Copy the passage of the discussion about null values below word for word, starting with "If you equate" and going on through "mistakes are made.".

*Text passage*:
---+---

I think that's a good, basic question. I am interested in someone who has studied code to see why this happens. There are some reasons I've heard for it that I don't buy, namely: Some folks say "because programmers are stupid and write bad code" - I don't agree with that. Others have said: "because the languages are bad for allowing null in the first place" - but null is a fact of data sets in the real world. My own opinion - based on my own code and so I'd love to see other's experiences - is that the mind assumes a default no behavior. One thinks: if there's nothing there, do nothing... and of course the language wants you to be explicit about that and first check that there is indeed nothing there. Why do you thing NPE is thrown so frequently.


If you equate null with 0 you might as well equate it with absolutely anything, consider that 0 is in a system of coordinates obtained through a translation of axes. It can be (1,1), or (2.5, 3.5). It is totally unsafe to equate null with 0, because programmers will then loose the possibility to have an "in your face" blow in case of a logical error. If null is transformed in 0, then logical errors will propagate far and remote from the context where mistakes are made.

Understanding that any variable's value might be contextualized (e.g., by a coordinate system) does add a degree of arbitrariness to any choice for a default value. Since any value is as good as any other, then zero is certainly no worse a value than any other. The thing is that a computer IS (has) a default context and zero means zero in that default context. Therefore zero is a better default value than others.

But it is no better, and it is much worse than being what really null should be: a marker that some structure is uninitialized.

Basically this is a trade-off. There is no way to guarantee lack of logical errors. My premise is that NPE doesn't guarantee it either AND it makes the most common situations - which by themselves are inherently benign - into explosive exceptions. It's a question of approach. Do you trust the programmer enough to give a benefit of the doubt (e.g., maybe it IS OK that middleName is null) or do you impose a stringency that makes code more brittle? It's this difference that leads me to propose a compiler flag. Some programmers actually like NPE. And in some cases like the one you mentioned, it does help one track down logical errors closer to their origin. However it doesn't guarantee that and it most often (in my experience) considers something to be an error when instead - and to the betterment of software quality - it could just as easily consider the situation benign. Hence the title of this page: NullIsBenign.

No, it is not benign. There should be no default values mandated by language, there can be default values specified by user, and those will be context specific. Claiming that 0 is the best default value is arbitrary. There's absolutely nothing magic at all about 0. NULL is definitely not a default value, it is the lack of any value.

---+---

*Extracted entries*:
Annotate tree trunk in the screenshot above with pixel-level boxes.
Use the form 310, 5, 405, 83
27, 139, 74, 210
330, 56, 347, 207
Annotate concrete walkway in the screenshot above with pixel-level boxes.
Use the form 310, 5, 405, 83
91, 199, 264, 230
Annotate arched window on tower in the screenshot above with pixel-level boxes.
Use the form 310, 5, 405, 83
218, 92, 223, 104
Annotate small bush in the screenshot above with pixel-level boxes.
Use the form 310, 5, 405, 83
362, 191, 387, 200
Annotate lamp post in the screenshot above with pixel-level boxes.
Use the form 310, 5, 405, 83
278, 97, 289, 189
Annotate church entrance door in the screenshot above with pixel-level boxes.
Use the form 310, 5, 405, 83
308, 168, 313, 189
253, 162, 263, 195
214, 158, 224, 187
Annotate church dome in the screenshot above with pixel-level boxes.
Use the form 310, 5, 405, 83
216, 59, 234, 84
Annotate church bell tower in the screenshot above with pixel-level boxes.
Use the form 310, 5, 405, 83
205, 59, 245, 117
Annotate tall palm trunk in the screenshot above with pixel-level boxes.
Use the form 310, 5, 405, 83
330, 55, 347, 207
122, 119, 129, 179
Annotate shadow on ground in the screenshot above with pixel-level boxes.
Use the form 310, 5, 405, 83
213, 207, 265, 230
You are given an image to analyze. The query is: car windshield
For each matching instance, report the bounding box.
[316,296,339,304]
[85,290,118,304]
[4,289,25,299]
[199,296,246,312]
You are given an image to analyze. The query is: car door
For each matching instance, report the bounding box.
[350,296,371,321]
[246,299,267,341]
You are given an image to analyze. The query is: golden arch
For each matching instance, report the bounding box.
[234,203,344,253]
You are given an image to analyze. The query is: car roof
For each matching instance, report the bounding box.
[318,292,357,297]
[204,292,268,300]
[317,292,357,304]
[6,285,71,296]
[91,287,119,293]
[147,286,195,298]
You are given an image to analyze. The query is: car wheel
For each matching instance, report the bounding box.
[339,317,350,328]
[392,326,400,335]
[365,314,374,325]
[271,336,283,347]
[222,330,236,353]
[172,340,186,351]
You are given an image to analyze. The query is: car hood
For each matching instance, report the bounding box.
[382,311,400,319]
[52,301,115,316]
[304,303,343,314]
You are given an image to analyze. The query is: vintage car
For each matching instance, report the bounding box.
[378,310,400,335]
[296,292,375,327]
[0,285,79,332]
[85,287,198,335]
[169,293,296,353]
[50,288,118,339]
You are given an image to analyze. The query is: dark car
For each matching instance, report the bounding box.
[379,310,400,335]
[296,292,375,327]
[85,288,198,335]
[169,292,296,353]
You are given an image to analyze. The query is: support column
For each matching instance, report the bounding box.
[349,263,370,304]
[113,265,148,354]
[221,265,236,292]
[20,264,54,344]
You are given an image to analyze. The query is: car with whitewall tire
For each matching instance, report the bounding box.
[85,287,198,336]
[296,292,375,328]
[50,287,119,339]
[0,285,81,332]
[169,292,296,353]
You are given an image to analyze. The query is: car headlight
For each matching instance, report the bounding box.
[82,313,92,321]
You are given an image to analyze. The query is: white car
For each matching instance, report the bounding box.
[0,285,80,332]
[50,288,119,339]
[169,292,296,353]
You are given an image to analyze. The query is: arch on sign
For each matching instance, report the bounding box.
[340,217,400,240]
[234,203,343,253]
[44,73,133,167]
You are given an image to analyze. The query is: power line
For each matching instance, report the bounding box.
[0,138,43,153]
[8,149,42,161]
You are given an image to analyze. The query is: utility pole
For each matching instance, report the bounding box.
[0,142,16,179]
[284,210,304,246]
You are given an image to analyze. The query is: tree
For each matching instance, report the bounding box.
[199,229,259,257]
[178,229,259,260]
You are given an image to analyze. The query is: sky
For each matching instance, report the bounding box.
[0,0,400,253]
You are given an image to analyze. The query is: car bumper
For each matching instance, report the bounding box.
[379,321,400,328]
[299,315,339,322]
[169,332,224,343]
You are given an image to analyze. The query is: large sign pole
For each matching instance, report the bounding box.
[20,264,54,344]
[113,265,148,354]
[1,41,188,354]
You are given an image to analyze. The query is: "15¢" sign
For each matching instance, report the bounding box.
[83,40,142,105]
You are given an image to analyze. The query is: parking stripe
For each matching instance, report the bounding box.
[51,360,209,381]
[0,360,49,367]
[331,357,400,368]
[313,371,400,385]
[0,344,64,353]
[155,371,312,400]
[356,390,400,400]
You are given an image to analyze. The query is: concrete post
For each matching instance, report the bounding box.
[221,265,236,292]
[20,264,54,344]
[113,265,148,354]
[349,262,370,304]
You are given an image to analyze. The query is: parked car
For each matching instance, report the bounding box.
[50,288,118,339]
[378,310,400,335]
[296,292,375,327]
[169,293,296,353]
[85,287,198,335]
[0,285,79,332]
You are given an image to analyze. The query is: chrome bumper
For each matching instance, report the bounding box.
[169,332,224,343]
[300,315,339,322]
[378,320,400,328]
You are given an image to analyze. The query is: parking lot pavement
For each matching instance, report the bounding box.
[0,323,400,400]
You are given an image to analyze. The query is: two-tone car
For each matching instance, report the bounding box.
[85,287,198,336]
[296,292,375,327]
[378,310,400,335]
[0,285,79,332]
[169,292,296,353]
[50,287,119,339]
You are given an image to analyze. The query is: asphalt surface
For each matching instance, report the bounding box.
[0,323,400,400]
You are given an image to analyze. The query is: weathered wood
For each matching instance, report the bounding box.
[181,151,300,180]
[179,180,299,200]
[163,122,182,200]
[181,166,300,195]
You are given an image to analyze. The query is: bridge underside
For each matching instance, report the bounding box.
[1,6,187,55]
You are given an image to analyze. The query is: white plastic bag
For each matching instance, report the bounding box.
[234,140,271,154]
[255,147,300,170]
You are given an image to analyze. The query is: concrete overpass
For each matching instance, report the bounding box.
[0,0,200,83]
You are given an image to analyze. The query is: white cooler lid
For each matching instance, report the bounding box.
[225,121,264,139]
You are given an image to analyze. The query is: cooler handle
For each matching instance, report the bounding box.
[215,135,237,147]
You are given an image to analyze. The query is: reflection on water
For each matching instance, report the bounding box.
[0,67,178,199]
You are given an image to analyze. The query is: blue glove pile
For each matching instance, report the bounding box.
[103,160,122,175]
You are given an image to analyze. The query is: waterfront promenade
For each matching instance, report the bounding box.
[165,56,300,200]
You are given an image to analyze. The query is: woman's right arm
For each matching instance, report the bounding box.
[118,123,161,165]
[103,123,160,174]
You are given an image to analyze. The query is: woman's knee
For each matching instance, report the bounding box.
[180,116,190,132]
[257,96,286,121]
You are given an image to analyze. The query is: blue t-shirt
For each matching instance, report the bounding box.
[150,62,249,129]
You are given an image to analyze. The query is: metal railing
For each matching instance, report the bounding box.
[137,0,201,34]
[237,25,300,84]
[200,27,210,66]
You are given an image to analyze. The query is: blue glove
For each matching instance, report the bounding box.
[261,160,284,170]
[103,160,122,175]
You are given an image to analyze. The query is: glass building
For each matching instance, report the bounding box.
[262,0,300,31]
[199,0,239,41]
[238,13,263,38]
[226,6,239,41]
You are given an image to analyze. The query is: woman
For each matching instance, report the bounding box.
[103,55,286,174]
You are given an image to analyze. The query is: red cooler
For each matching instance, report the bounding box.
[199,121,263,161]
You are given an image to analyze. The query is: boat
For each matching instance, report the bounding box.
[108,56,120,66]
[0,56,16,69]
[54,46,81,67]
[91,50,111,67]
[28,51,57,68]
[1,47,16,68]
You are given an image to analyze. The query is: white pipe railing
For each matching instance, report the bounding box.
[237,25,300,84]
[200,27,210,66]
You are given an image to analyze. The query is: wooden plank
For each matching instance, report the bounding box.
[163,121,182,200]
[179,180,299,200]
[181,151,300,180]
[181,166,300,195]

---+---

*Answer box*:
If you equate null with 0 you might as well equate it with absolutely anything, consider that 0 is in a system of coordinates obtained through a translation of axes. It can be (1,1), or (2.5, 3.5). It is totally unsafe to equate null with 0, because programmers will then loose the possibility to have an "in your face" blow in case of a logical error. If null is transformed in 0, then logical errors will propagate far and remote from the context where mistakes are made.